* **Consigne**:
Poursuivez le récit ci-dessous sur la traversée de la mer des Caraïbes entre le Panama et la Colombie, en reprenant juste après sa dernière phrase.

* **Extrait du texte**:

- - -

Ce titre est légèrement exagéré. Oui, nous avons bien arpenté la mer des Caraïbes en bateau mais nous n’avons pas vraiment le pied marin et nous ferions de bien piètres pirates … Arrivés à Porto Belo, au Panama, nous nous sommes mis à la recherche d’un voilier ou un catamaran qui pourrait nous faire traverser les Caraïbes pour arriver à Cartagena en Colombie.
En effet, la région du Darién ou bouchon du Darién, à cheval sur le Panama et la Colombie qui n’étaient auparavant qu’un seul et même pays, est une zone humide, marécageuse, royaume des moustiques et des crocodiles, où l’on a pas encore trouvé le moyen de construire une route. La région est donc presque vierge de toutes habitations. Elle sert de refuge à la guérilla colombienne, aux narcotrafiquants et accessoirement, de passage aux migrants. Quand nous étions au Panama un groupe de migrants cubains faisaient la Une des journaux alors qu’ils tentaient de se rendre dans le pays depuis la Colombie via ce bout de terre. Il y a bien des histoires de cyclovoyageurs ayant tenté la traversée, vélo sur le dos, pieds dans l’eau. Nous sommes aventureux mais on a quand même des limites. On a donc vite écarté cette solution.
Une autre option aurait été celle de prendre l’avion. On trouve des vols pas chers de Panama à Medellin, Bogota ou Cartagena en Colombie. Mais nous voulions rester les pieds sur terre/mer. Et surtout nous n’aimons pas trop l’idée de prendre l’avion. Nous ne voulions pas « casser » notre route. De plus, nous avions trèèès envie de traverser la mer des Caraïbes en bateau et surtout, de s’arrêter dans les îles indigènes Kunas qu’on dit magnifiques. On aime la mer et ses habitants. C’est l’océan Pacifique et ses baleines que nous avons suivis de l’Alaska jusqu’au Mexique. La mer des Caraïbes nous aura accompagnée du Belize jusqu’au Panama. Après avoir quitter la côte colombienne, nous ne devrions plus la voir pour un long moment. Alors nous voulions en profiter.

- - -

* **Informations fournies**:
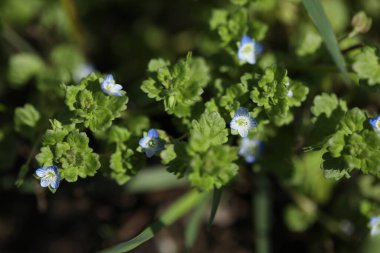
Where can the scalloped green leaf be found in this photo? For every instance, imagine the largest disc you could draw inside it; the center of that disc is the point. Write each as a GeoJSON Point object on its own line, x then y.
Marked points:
{"type": "Point", "coordinates": [209, 131]}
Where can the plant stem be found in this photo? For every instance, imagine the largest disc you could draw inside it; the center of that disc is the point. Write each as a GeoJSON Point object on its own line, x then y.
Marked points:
{"type": "Point", "coordinates": [262, 208]}
{"type": "Point", "coordinates": [174, 212]}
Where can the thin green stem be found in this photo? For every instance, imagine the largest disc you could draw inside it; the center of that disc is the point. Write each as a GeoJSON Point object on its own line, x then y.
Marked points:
{"type": "Point", "coordinates": [262, 209]}
{"type": "Point", "coordinates": [25, 167]}
{"type": "Point", "coordinates": [173, 213]}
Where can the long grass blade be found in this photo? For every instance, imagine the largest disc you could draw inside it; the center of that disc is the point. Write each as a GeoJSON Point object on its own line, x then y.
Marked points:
{"type": "Point", "coordinates": [194, 224]}
{"type": "Point", "coordinates": [154, 179]}
{"type": "Point", "coordinates": [174, 212]}
{"type": "Point", "coordinates": [217, 196]}
{"type": "Point", "coordinates": [318, 16]}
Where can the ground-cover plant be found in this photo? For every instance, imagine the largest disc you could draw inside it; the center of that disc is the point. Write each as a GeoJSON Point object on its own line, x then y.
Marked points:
{"type": "Point", "coordinates": [279, 94]}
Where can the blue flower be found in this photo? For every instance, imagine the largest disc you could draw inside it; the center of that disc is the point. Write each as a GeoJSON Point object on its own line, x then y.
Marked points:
{"type": "Point", "coordinates": [250, 149]}
{"type": "Point", "coordinates": [151, 143]}
{"type": "Point", "coordinates": [290, 92]}
{"type": "Point", "coordinates": [247, 50]}
{"type": "Point", "coordinates": [375, 122]}
{"type": "Point", "coordinates": [374, 223]}
{"type": "Point", "coordinates": [82, 71]}
{"type": "Point", "coordinates": [49, 176]}
{"type": "Point", "coordinates": [242, 122]}
{"type": "Point", "coordinates": [110, 87]}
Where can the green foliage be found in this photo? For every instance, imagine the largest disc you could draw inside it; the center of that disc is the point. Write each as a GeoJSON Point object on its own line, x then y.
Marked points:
{"type": "Point", "coordinates": [180, 86]}
{"type": "Point", "coordinates": [68, 149]}
{"type": "Point", "coordinates": [121, 165]}
{"type": "Point", "coordinates": [327, 104]}
{"type": "Point", "coordinates": [352, 146]}
{"type": "Point", "coordinates": [25, 117]}
{"type": "Point", "coordinates": [298, 220]}
{"type": "Point", "coordinates": [367, 66]}
{"type": "Point", "coordinates": [361, 23]}
{"type": "Point", "coordinates": [209, 131]}
{"type": "Point", "coordinates": [271, 94]}
{"type": "Point", "coordinates": [232, 25]}
{"type": "Point", "coordinates": [318, 15]}
{"type": "Point", "coordinates": [214, 169]}
{"type": "Point", "coordinates": [91, 106]}
{"type": "Point", "coordinates": [307, 41]}
{"type": "Point", "coordinates": [22, 67]}
{"type": "Point", "coordinates": [207, 163]}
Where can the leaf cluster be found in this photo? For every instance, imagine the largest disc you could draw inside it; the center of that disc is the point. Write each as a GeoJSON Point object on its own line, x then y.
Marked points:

- - -

* **Réponse attendue**:
Pourtant, on nous a bien prévenu qu’à cette période de l’année, la mer est forte, le vent souffle et les vagues sont hautes. Une famille argentine qui voyage, le papa en moto et la maman avec les deux enfants en stop ou en bus, nous ont raconté avoir tous été malades pendant leur traversée entre la Colombie et le Panama et en garder un très mauvais souvenir. Mais nous restons sur notre idée qui nous fait malgré tout rêver. Pourtant la mission n’a pas été simple, avec notre chargement et nos jeunes enfants. Nous avions fini par trouvé un monocoque qui devait nous emmené avec 6 autres personnes, mais les capitaines nous ont appelé un jour avant le départ pour annuler en raison du mauvais temps en mer. Ils ne voulaient pas prendre le risque de voyager avec des enfants malades et surtout, des parents malades, incapables de s’occuper de leurs enfants…
Bref, nous faisons connaissance avec un monde de marins pas vraiment habitué aux enfants. Les passagers sont souvent des backpackers qui voyagent seul.e.s, en couple ou entre ami.e.s. Certains bateaux sont connus pour être des lieux de fête avec alcool et cocaïne. D’ailleurs, la plupart des capitaines, en plus de leur penchant sur la bouteille, prennent de la coc pour tenir éveillés le long du trajet qui dure cinq jours avec 10 heures non-stop la première nuit puis 35 heures de traversée en continue les deux derniers jours. Comme le bateau que nous avions trouvé était trop petit, nous avions demandé à un autre bateau de prendre nos vélos. Nos montures ainsi que le chariot étaient donc déjà partis alors que nous restions à quai. Finalement nous trouvons un catamaran (plus stable en mer que le monocoque) avec Sebastián, comme capitaine. Il est argentin, ce qui change des autres capitaines qui bien souvent ne parlent pas espagnol, et en prime, il sera papa dans quelques mois. Il est donc super content et curieux d’emmener une famille avec des petits enfants à son bord.
Nous mettons les voiles 5 jours après nos vélos. Sebastián et son coéquipier Fernando, lui aussi argentin, nous donne rendez-vous le lundi 11 mars, à 17h à la Casa X, un restaurant de bord de mer, là où se retrouvent tous les marins qui font le va-et-vient entre le Panama et la Colombie, dans le port de Puerto Lindo (18 km au nord de Porto Belo). Mais ce n’est que vers 18h que Sebastián débarque pour nous dire qu’un zodiac passe nous prendre avec nos bagages vers 20h pour embarquer sur le « Zoe », son catamaran.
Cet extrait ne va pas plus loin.